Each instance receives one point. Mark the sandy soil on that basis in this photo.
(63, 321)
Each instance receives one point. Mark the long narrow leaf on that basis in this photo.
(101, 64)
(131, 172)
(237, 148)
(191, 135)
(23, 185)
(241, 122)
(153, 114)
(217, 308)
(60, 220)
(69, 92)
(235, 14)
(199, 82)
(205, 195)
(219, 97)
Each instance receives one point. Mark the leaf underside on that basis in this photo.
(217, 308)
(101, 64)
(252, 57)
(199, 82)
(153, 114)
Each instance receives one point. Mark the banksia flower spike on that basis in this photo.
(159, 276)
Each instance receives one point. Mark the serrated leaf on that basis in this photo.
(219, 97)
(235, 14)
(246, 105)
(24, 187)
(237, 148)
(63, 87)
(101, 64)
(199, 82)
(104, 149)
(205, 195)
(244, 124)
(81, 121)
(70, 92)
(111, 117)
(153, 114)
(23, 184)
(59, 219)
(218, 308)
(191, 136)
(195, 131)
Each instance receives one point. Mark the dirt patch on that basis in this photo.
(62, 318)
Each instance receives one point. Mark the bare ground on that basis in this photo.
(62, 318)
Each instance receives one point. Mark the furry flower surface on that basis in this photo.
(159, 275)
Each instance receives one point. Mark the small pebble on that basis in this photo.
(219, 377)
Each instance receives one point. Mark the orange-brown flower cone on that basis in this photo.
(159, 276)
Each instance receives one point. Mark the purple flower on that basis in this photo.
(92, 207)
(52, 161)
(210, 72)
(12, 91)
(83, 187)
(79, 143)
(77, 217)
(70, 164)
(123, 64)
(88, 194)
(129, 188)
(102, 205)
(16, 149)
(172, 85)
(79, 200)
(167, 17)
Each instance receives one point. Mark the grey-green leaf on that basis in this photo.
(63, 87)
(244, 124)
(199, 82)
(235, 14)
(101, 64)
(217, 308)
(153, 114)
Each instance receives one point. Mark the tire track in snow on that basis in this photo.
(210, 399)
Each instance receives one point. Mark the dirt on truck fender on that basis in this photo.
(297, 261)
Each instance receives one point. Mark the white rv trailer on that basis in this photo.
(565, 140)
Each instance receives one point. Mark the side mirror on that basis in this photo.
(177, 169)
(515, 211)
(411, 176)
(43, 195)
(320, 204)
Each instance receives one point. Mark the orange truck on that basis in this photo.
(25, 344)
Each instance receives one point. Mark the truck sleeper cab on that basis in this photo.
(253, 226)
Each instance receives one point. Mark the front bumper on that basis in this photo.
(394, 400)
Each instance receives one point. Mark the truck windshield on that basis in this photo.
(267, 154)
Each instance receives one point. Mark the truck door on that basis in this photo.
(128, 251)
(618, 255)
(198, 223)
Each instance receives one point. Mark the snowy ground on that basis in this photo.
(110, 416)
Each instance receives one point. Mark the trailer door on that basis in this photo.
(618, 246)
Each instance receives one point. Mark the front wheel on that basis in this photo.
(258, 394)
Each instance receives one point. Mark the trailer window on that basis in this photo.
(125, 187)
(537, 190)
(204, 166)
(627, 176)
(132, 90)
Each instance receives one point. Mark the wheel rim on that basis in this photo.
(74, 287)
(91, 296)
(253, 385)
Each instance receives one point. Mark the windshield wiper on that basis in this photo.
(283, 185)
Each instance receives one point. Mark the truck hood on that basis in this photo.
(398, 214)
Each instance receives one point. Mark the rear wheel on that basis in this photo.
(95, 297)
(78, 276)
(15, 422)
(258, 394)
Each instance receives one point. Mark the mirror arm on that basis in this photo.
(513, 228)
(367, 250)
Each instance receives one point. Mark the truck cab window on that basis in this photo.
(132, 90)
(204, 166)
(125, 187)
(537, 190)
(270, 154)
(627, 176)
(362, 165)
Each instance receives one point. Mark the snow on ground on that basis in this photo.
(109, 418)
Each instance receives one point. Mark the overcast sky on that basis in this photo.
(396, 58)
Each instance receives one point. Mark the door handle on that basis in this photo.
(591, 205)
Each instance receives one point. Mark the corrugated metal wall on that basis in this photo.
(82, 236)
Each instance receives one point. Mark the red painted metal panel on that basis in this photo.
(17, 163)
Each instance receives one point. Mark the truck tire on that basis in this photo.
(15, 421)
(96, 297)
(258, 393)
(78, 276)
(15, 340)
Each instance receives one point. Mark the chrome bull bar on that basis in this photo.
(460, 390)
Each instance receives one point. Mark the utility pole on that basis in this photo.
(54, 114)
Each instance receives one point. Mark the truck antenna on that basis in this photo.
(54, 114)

# INSTRUCTIONS FOR THE TASK:
Express the items from the line containing "Each instance receives one point. Mark the corrugated" through the end of the items, inclusive, as a JSON list of strings, one string per line, leaving out blank lines.

# SOLUTION TO THIS PROBLEM:
[
  "Each instance receives one point. Mark the corrugated metal wall on that basis in this photo.",
  "(82, 236)",
  "Each instance receives one point. Mark the red painted metal panel on that basis in this photo.",
  "(17, 163)",
  "Each instance receives one point. Mark the truck tire on that basis in this photo.",
  "(15, 421)",
  "(96, 297)",
  "(258, 393)",
  "(78, 276)",
  "(15, 340)",
  "Each instance receives one point. Mark the chrome bull bar on that basis in this photo.",
  "(460, 390)",
  "Each instance receives one point. Mark the utility pole on that basis in this photo.",
  "(54, 114)",
  "Each instance receives one point. Mark the truck antenna on that basis in this photo.",
  "(54, 114)"
]